---------- 抜粋
乗鞍直前。インターバルのレスト時は橋の下の日陰に避難。2022それぞれの夏!!

2022年が終わろうとしている。WHOのチョビ髭おじさんもコロナの終息が見えたと発言し。人類は本来の生活を取り戻そうとしている。自転車を取り巻く世界も同じだ。たくさんのレースやイベントに参加する事ができた。

そして今年はピークス・コーチング・グループの中田尚志氏にコーチングを依頼し、初めて本格的なトレーニングに取り組んだ。

今回は、今年やってきたトレーニングを振り返ってみようと思う。

 

中田コーチの鬼メニュー

猪野 第15回

冬の間はとにかくお尻を意識して20分走。来年こそは大臀筋を駆使したい。

中田コーチのトレーニングはキツいメニューは週に2日だけだ。
だがその2日がかなりの内容なのだ。
--------------------
» 課題の目的: 抜粋によると、今年コーチングを依頼した相手は誰か。 抜粋だけを手がかりにすること。
---------- 対象エントリー
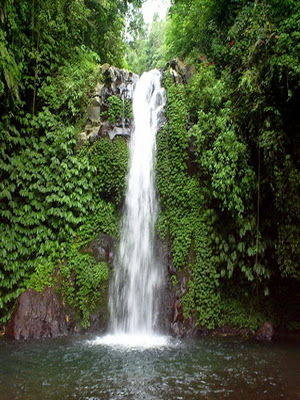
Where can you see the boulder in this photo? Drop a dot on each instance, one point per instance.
--------------------
---------- 対象エントリー
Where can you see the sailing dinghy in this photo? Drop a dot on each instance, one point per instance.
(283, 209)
--------------------
---------- 対象エントリー
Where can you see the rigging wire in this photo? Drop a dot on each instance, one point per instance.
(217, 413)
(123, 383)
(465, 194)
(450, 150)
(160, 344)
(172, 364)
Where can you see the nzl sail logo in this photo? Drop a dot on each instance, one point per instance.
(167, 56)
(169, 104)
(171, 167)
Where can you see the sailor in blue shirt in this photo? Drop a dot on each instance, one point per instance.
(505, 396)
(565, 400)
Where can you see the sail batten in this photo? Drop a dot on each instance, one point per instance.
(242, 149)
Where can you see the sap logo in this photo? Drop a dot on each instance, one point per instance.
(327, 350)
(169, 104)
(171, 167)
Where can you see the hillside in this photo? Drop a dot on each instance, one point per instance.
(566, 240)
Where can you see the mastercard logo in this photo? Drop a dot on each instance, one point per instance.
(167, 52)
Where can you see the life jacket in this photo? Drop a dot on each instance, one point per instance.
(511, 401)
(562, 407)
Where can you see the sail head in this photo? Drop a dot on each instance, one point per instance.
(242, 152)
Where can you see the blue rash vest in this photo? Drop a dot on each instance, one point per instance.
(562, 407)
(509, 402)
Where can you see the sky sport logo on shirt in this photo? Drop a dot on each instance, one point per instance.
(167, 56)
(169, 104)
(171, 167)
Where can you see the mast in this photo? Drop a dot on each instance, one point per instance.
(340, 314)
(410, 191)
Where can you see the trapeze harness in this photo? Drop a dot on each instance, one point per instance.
--------------------
» 解答: ピークス・コーチング・グループの中田尚志氏。